• TASK STATEMENT: Output the listing exactly as written, apart from its pictures.

• INPUT:

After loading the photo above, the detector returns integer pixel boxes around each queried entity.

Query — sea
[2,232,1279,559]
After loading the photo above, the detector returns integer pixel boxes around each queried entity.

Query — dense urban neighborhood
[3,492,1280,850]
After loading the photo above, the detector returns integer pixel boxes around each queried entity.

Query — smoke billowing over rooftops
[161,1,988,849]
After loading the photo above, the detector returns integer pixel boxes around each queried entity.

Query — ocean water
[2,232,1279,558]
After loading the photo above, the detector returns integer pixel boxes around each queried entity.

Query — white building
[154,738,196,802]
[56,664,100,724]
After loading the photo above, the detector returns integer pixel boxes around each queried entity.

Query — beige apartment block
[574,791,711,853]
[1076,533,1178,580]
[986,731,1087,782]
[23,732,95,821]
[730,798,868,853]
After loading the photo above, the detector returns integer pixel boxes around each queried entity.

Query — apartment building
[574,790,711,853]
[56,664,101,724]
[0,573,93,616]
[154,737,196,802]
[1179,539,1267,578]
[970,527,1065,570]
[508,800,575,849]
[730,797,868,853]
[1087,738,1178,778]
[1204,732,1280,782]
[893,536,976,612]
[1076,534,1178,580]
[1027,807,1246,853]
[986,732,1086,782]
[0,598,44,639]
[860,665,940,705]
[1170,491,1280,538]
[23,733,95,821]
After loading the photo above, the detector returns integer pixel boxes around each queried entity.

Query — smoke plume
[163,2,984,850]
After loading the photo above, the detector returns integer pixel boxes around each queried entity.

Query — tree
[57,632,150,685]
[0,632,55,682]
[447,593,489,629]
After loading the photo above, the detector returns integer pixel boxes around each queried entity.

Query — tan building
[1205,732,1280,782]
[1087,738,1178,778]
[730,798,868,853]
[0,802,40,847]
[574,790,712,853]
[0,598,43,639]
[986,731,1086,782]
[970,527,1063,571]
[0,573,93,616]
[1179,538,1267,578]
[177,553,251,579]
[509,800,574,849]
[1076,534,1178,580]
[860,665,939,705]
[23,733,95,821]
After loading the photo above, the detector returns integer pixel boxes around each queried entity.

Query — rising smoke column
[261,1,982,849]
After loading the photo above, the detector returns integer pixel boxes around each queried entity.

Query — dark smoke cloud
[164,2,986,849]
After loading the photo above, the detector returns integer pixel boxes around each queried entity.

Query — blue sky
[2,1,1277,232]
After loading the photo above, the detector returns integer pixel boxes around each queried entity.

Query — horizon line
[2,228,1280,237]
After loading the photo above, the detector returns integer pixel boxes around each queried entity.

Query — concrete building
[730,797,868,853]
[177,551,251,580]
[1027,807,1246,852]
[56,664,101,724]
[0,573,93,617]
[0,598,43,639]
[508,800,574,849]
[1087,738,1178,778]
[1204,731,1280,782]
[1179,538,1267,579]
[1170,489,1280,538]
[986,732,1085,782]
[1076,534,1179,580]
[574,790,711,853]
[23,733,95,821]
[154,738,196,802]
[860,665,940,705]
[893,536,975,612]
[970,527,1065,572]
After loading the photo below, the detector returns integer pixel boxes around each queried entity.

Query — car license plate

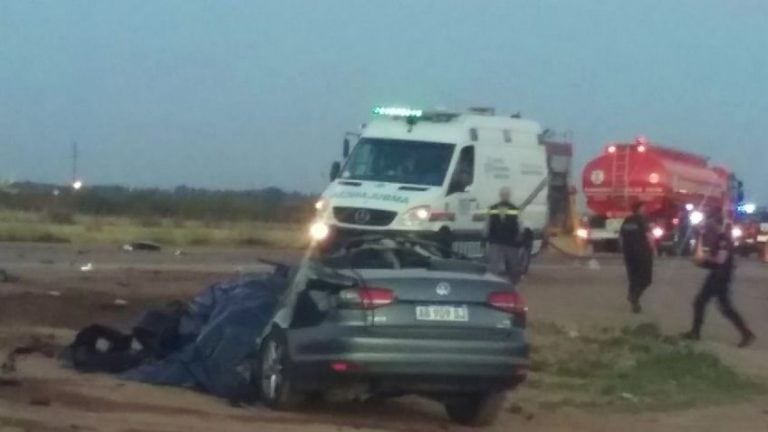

• RESULT:
After loading the photo above, the detector returns integer pixel boxes around each queried entity.

Query — sea
[2,232,1279,559]
After loading the photo above, the detector returns integer pixel boxes around each queried entity.

Query — dense urban neighborhood
[3,492,1280,850]
After loading the photo above, the detector returns integer pixel boxes around each queried entity.

Query — smoke billowing over rooftops
[161,1,988,849]
After loading the photo above, the detector returns integer pixel boxes around each queried entity.

Query — ocean water
[2,232,1279,558]
After loading the photo above, the detector returns integer pixel boxes around each queried entity.

Query — white building
[154,738,196,802]
[56,664,100,724]
After loading the photo above, the detector returns integer pixel boxes around each queried entity.

Query — beige apartment block
[574,791,711,853]
[1076,533,1178,580]
[986,731,1087,782]
[23,732,95,821]
[730,798,868,853]
After loading the photo above, the detector returns integer pixel boxes around each queried entity.

Query — apartment building
[574,790,711,853]
[56,664,101,724]
[0,573,93,616]
[154,737,196,802]
[1179,539,1267,578]
[970,527,1065,570]
[508,800,575,849]
[730,797,868,853]
[1087,738,1178,778]
[1204,732,1280,782]
[893,536,976,612]
[1076,534,1178,580]
[1027,807,1246,853]
[986,732,1086,782]
[0,598,44,639]
[860,665,940,705]
[1170,491,1280,538]
[23,733,95,821]
After loading the photo above, the detector returns integer pixel boxes around each queried entity.

Query — smoke plume
[163,2,984,850]
After loading the photo above, the detector returns integer pixel boxes around each queried entity.

Query — tree
[57,632,150,685]
[0,632,55,682]
[447,593,489,629]
After loading the photo above, the detector returns integer pixel boxes around each queried entity.

Query — tan building
[1205,732,1280,782]
[1087,738,1178,778]
[730,798,868,853]
[0,802,40,847]
[574,790,712,853]
[0,598,43,639]
[986,731,1086,782]
[970,527,1063,571]
[0,573,93,616]
[1179,538,1267,578]
[177,553,251,579]
[509,800,574,849]
[1076,534,1178,580]
[860,665,939,705]
[23,733,95,821]
After loading the photo above, the detector returns integer pixel boxes around each queried entity.

Query — rising smoke column
[261,1,982,849]
After loading the photo above, the detector returns integer pixel boxes around each queried entity.

Query — dark smoke cloud
[164,2,986,849]
After loading the photo above, the detector returns integer pixel boxes around each queried entity.

Query — blue sky
[2,1,1277,232]
After loading the photo above, the detector returns integer pixel boxes around each queried entity.

Query — horizon line
[2,228,1280,237]
After loading the photo above, the detector returns integer pixel boxes around each queried entity.

Query — concrete building
[730,797,868,853]
[177,551,251,580]
[1027,807,1246,852]
[56,664,101,724]
[0,573,93,617]
[0,598,43,639]
[508,800,574,849]
[1087,738,1178,778]
[1204,731,1280,782]
[1179,538,1267,579]
[1170,489,1280,538]
[986,732,1085,782]
[1076,534,1179,580]
[574,790,711,853]
[23,733,95,821]
[154,738,196,802]
[860,665,940,705]
[893,536,975,612]
[970,527,1065,572]
After loading the photo below, the detector returns integer pixel boxes around each queried entity.

Query — car license plate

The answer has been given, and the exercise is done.